TEXT PASSAGE ::
In light of the booing that could be heard as the anthem of Northern Ireland played ahead of last night's friendly in Dublin, we revisit a piece written during the 2016 European Championships.
- Originally published June 24, 2016
I am from Northern Ireland. I am proud to be from that small region of the world, proud to be a 'Nordie'.
Proud to sound like a train foghorn, to say 'aye' and to constantly amuse people from the south side of the border with my pronunciations of words like 'chicken' and 'situation'. Paddy Barnes and Michael Conlan, Rory McIlroy and George Best, Liam Neeson and Seamus Heaney, Michael McLaverty and Stiff Little Fingers - I am proud to be from the same curious, utterly unique part of the world as them.
A place with its own sense of humour, way of being, its own personality.
People from the North have a dark humour, borne of a past that has experienced proper darkness. An admirable stoicism and perseverance; a toughness but yet an incredible level of loyalty and kindness to those around them. A firm sense of reality and yet a twinkle in the eye, a love of parody and irony, a great ability to laugh at oneself and a real, tangible, strong sense of home. And I am fiercely proud of all of these things. Of being from Northern Ireland.
And yet, this weekend, my loyalties lie with the Republic of Ireland.
It is something that confuses friends and colleagues somewhat in the Republic. That I regularly attend Republic games but have never set foot in Windsor Park, where Northern Ireland play; that I grew up five minutes away from Windsor, could hear the cheers of the fans during famous wins over Spain and England ('Healy! Healy!') but never felt any affection towards the team; that my emotions are directed towards players from Dublin rather than Belfast.
The current Northern Ireland team is managed by a Catholic, Michael O'Neill, who played minor Gaelic football for Antrim, my own county. Niall McGinn, a Republic of Ireland fan and Catholic who could easily be playing Gaelic football for Tyrone instead of professional football, scored their second goal against Ukraine in their Group C clash. Not so long ago Paddy McCourt, then of Celtic - a club traditionally supported in Ireland by Irish Catholics - was the toast of Windsor after a virtuoso performance against the Faroe Islands. Things are changing. It is now far easier for someone from the Catholic community of Belfast to support Northern Ireland, to want them to do well.
As I wrote in a piece earlier on in the Euros, a lot has changed since I was growing up in Belfast as a member of the Irish Catholic community. But this does not mean that there will be a sudden orgy of delight and exaltation along the Falls Road in Belfast or in the Creggan Estate in Derry (where James McClean is from) if Northern Ireland score on Saturday.
If one takes a stroll along the Falls Road, or through the Creggan Estate, Irish tri-colours will wave at you from lamp-posts and outside houses. Murals depicting Irish language, Gaelic sports and Republican icons are scattered on the sides of homes and public buildings. There is a deep-rooted sense of pride in being Irish, in representing that Irishness through the playing of Gaelic games, the celebration of Irish occasions and (though the practice is dwindling) the speaking of the Irish language. Men and women tell tales in pubs and living rooms of the dark days, the days when it felt as though they were being suffocated by a great evil; days when it seemed like there was no escape. Days that they say created wounds which will take generations to heal, perpetrated, they will tell you, by an entity that is represented by the anthem of a football team they will never support: 'God Save The Queen'.

[Location annotation dataset excerpts]
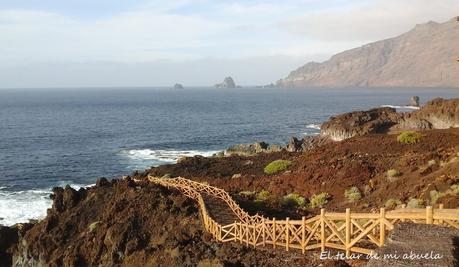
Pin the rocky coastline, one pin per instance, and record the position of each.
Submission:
(122, 223)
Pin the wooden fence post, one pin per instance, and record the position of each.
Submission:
(247, 233)
(322, 230)
(403, 207)
(274, 233)
(241, 234)
(440, 221)
(303, 234)
(263, 224)
(382, 227)
(429, 215)
(348, 232)
(255, 235)
(287, 233)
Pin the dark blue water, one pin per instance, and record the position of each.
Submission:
(73, 136)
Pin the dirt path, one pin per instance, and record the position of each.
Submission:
(219, 210)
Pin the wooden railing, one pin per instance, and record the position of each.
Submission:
(349, 231)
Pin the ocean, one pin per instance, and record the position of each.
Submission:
(55, 137)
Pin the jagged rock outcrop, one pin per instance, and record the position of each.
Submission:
(435, 241)
(122, 223)
(178, 86)
(305, 144)
(422, 57)
(414, 101)
(228, 82)
(347, 125)
(251, 149)
(436, 114)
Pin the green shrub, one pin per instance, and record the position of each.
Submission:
(435, 195)
(392, 203)
(409, 137)
(392, 175)
(353, 194)
(247, 193)
(319, 200)
(455, 188)
(262, 196)
(293, 200)
(277, 166)
(415, 203)
(93, 226)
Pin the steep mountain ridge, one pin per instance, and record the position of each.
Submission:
(422, 57)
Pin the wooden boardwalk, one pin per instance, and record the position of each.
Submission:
(347, 231)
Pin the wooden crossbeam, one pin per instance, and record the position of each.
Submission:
(326, 229)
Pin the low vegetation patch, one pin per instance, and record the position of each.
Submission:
(277, 166)
(415, 203)
(392, 174)
(455, 188)
(93, 226)
(247, 193)
(319, 200)
(409, 137)
(353, 194)
(392, 203)
(294, 200)
(262, 196)
(435, 195)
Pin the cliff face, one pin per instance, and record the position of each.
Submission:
(422, 57)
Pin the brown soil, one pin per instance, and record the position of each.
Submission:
(120, 223)
(438, 243)
(359, 161)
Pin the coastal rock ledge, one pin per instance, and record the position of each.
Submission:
(436, 114)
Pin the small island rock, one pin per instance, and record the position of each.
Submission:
(228, 82)
(414, 101)
(178, 86)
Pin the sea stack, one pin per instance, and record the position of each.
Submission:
(414, 101)
(228, 82)
(178, 86)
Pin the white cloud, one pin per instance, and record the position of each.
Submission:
(370, 21)
(184, 34)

TO DO ::
a) According to the Northern Ireland essay, which county did Michael O'Neill play minor Gaelic football for?
b) Carry the Northern Ireland essay forward from its final sentence.
These lines bear no relation to the Northern Ireland essay.

TASK ANSWERS ::
a) Antrim.

b)
If England faces Northern Ireland will we hear the same national anthem twice? Will they all sing it together.. twice? I'm confused. 🤔
— Vincent Kompany (@VincentKompany) June 12, 2016
As long as that anthem is played before Northern Ireland games it will feel wrong for members of the Irish Catholic community to follow the team it represents. For members of that community, to stand and listen to it while supposedly preparing to play for your national side is to let oneself be represented by something so alien, to opposed to what you and those who reared you stand for that by not turning your back on that anthem, you are turning your back on them.
As long as 'God Save The Queen' is played before Northern Ireland games, Irish Catholics born north of the border will stay away from Windsor Park and will choose to play for and support the Republic of Ireland instead of Northern Ireland.
Because as much as you try to convince yourself that everything has changed, that the group traditionally known as Irish Catholics are equal to the group traditionally known as British Protestants (naming the religious group merely denotes the community rather than any actual religious beliefs; young people in the north are as secular as their southern counterparts) in supporting the Northern Ireland football team, the playing of 'God Save The Queen' penetrates your consciousness and reminds you otherwise. It is the last reminder of a dark past, of an unwelcoming environment; a reminder of the days when Windsor Park loomed as a threatening, foreboding presence, fraught with danger and hostility for those who would consider themselves members of the Irish Catholic community.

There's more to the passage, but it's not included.